__EXERCISE DETAILS__.
Lines in the listing below containing the string "strap" are to be identified and copied.
⁂
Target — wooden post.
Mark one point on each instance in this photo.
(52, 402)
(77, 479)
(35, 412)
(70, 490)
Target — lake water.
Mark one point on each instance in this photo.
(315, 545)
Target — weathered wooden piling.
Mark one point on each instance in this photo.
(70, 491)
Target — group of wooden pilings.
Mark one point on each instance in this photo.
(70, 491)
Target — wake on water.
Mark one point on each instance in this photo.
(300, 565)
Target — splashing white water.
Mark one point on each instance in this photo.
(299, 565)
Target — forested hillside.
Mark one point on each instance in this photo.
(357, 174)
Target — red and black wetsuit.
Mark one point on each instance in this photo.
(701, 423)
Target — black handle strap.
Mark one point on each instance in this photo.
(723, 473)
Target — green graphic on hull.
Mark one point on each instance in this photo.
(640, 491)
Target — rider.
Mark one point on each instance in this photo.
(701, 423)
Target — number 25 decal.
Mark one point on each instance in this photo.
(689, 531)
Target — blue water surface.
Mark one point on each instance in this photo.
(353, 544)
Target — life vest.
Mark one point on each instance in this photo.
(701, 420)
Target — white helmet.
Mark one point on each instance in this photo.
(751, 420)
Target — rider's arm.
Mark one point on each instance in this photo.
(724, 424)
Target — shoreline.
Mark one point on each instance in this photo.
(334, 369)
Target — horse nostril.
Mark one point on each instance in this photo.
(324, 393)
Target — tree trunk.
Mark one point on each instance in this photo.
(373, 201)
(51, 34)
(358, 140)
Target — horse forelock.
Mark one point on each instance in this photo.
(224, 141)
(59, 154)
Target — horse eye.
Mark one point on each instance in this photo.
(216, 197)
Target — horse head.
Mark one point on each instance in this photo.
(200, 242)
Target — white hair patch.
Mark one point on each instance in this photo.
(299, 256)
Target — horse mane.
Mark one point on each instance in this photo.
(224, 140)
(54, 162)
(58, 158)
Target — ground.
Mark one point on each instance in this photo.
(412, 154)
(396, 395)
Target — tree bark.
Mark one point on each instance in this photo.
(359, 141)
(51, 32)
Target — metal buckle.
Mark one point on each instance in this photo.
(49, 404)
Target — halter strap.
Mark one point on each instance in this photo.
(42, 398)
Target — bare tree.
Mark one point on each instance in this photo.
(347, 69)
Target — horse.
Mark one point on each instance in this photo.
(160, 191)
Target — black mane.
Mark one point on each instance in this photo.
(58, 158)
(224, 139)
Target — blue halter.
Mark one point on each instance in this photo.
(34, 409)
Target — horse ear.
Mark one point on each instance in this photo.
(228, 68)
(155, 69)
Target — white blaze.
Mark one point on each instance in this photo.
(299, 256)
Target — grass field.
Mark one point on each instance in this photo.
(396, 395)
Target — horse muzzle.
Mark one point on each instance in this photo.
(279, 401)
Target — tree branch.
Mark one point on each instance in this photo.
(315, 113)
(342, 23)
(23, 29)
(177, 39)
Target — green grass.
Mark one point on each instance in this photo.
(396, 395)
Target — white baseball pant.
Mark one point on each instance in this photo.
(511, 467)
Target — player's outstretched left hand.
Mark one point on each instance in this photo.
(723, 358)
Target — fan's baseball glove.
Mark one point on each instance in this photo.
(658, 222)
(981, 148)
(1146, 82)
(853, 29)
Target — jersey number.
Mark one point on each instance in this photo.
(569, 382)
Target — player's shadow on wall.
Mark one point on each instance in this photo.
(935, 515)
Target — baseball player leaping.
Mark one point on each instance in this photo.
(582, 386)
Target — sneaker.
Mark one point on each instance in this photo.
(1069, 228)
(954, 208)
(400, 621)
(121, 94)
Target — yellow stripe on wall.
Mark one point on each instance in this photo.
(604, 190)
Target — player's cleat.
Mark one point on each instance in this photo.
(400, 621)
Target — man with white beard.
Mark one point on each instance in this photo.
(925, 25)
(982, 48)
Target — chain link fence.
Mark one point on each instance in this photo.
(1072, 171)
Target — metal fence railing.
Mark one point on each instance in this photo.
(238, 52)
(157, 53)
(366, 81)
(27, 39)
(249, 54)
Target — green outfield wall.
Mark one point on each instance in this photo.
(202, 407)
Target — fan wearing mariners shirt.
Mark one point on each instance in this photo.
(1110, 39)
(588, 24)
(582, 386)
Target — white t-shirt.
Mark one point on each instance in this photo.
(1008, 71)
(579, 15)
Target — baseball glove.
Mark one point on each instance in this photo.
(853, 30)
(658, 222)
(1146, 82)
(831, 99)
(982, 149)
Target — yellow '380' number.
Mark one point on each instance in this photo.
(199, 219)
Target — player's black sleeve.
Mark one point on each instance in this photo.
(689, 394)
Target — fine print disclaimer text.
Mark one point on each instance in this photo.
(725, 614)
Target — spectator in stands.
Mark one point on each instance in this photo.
⁂
__RESULT BELOW__.
Target — black handle strap.
Target — halter strap.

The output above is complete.